----- DATASET RECORDS -----

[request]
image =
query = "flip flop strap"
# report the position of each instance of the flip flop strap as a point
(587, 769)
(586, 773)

-----
----- DATASET RECORDS -----

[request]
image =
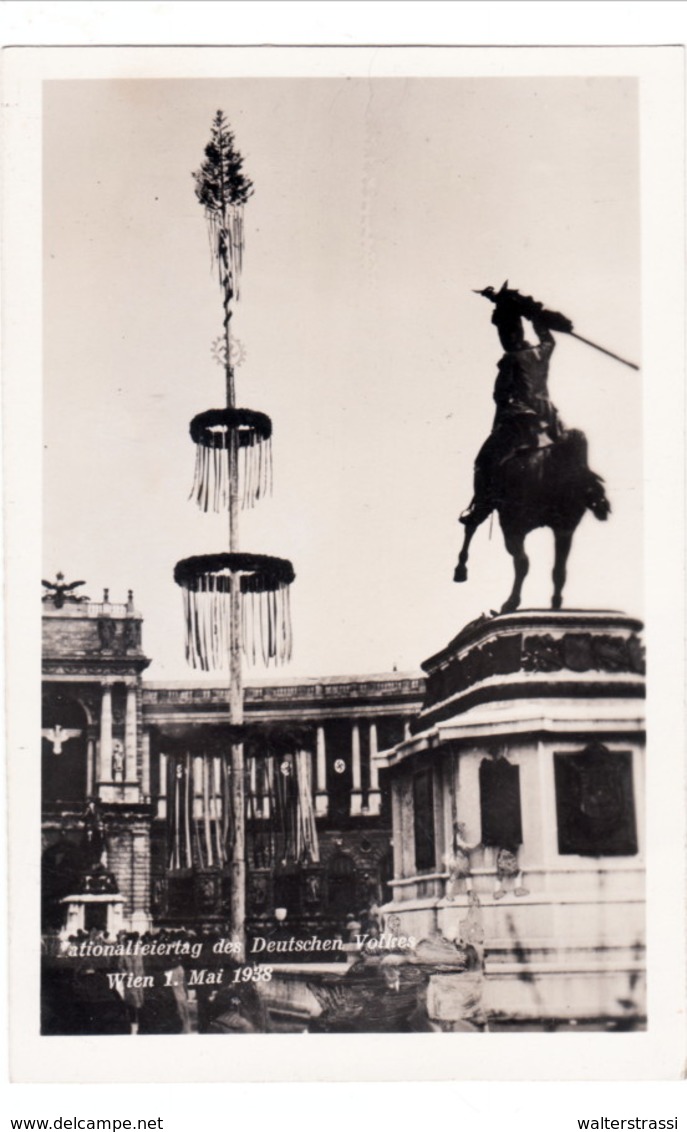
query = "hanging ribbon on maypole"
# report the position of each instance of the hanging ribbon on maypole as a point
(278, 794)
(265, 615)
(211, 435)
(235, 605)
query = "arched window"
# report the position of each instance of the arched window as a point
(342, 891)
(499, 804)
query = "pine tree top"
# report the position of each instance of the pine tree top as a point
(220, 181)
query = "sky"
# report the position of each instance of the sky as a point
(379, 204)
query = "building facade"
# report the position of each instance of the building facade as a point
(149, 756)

-----
----- DATASET RECORDS -----

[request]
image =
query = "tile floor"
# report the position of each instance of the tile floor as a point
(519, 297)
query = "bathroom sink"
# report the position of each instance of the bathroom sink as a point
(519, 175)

-----

PROMPT. From the listing above, pull every line that contains the string "flop", matching its case. Copy those lines unchanged.

SOLUTION.
query = "flip flop strap"
# report the position of each instance of the flip flop strap as a point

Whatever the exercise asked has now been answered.